## What to produce
Reproduce verbatim the lines of the material from the line containing "TASK = point to the chair" through the final line of the material, both ends included.

## Records
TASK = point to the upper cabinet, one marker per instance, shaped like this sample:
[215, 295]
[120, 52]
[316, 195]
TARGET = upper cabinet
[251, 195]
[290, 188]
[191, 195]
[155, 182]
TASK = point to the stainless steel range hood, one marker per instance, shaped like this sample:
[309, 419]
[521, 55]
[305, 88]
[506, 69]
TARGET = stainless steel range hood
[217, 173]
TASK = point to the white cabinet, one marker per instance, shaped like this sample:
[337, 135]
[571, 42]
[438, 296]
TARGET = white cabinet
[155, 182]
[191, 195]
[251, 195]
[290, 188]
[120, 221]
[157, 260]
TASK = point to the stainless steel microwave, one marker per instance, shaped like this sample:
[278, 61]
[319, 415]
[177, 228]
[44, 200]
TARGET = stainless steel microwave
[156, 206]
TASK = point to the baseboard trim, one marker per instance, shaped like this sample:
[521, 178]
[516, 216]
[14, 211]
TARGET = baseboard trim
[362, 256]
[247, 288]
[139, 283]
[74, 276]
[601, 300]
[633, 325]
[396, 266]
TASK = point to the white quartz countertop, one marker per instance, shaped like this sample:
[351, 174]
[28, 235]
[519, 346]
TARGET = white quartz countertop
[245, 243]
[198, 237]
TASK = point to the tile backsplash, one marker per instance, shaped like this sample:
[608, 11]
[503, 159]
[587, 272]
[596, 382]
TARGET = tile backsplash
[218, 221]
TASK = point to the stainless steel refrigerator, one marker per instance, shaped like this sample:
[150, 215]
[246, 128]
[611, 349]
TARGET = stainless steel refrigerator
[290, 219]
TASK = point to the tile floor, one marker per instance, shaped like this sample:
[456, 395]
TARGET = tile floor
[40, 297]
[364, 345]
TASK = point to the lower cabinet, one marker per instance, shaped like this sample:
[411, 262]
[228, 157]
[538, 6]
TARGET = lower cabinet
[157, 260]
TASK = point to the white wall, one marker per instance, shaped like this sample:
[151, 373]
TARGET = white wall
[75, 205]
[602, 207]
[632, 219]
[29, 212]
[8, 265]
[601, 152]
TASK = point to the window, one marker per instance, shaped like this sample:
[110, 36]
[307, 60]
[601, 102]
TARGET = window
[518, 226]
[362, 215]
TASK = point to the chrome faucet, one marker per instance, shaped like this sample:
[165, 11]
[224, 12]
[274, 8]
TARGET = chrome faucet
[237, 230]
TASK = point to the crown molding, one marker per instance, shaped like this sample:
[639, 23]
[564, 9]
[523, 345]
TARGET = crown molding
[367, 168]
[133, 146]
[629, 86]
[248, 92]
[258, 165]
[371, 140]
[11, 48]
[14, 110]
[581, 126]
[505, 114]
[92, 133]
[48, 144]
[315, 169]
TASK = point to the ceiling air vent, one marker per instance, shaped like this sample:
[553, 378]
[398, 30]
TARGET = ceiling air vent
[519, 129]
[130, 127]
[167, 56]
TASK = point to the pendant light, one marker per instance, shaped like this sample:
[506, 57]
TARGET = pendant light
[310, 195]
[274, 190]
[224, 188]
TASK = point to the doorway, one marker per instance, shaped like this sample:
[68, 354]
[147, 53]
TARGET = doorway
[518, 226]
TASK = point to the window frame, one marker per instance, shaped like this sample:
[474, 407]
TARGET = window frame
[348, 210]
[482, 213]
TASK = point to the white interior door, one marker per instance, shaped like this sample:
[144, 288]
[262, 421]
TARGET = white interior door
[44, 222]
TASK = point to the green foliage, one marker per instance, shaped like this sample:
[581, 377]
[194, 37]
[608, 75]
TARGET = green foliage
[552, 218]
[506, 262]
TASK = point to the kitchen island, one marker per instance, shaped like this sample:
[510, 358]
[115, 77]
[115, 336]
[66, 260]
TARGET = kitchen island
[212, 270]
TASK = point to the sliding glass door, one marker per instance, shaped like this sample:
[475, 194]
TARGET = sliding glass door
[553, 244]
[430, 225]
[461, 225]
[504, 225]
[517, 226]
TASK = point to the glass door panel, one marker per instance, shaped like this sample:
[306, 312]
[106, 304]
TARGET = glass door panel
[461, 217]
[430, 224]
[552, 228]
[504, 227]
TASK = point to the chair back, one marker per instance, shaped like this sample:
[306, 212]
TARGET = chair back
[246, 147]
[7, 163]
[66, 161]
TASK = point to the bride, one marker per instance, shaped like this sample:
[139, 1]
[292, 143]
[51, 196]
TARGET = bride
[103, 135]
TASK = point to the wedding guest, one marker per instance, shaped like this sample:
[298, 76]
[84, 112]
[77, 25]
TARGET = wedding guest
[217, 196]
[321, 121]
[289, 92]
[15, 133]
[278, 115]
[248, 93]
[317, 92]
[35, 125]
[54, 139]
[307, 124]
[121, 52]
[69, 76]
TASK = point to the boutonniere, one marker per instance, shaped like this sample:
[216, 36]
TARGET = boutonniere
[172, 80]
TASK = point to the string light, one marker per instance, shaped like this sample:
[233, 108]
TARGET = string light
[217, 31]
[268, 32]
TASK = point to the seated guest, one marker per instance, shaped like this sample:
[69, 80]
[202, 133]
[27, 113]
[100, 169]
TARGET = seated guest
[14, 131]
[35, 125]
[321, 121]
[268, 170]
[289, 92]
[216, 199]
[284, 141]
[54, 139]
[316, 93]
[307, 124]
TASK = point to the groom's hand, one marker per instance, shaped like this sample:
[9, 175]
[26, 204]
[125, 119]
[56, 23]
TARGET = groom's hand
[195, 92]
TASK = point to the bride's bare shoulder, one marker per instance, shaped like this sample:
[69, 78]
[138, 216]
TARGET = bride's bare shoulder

## Exercise solution
TASK = point to the chair back, one marker per instance, shaped like this sample:
[306, 212]
TARGET = chair back
[246, 147]
[7, 163]
[66, 161]
TASK = point to the bride, one marker per instance, shaped like this sample:
[139, 1]
[292, 143]
[51, 196]
TARGET = bride
[103, 135]
TASK = point to the wedding guest, one marker per instance, shaped like this sample:
[298, 76]
[84, 112]
[77, 25]
TARGET = wedding guest
[217, 196]
[321, 121]
[289, 92]
[15, 133]
[278, 115]
[248, 93]
[317, 92]
[35, 125]
[54, 139]
[307, 124]
[121, 52]
[69, 76]
TASK = point to the boutonniere, one marker per instance, shaped like this sample:
[216, 36]
TARGET = boutonniere
[172, 80]
TASK = point to the string light, one marker per instance, shaped like this sample:
[233, 108]
TARGET = string light
[217, 31]
[268, 32]
TASK = point to the seated guest, one marker per instance, shaped like this sample:
[69, 80]
[202, 133]
[27, 113]
[100, 169]
TARGET = seated guest
[14, 131]
[35, 125]
[321, 121]
[268, 170]
[289, 92]
[216, 199]
[284, 141]
[54, 139]
[316, 93]
[307, 124]
TASK = point to the groom's hand, one marker per instance, shaped like this sample:
[9, 175]
[26, 204]
[125, 119]
[56, 23]
TARGET = groom's hand
[195, 92]
TASK = point to the bride's bare shoulder, one marker per instance, shaped like this sample:
[69, 78]
[138, 216]
TARGET = bride's bare shoulder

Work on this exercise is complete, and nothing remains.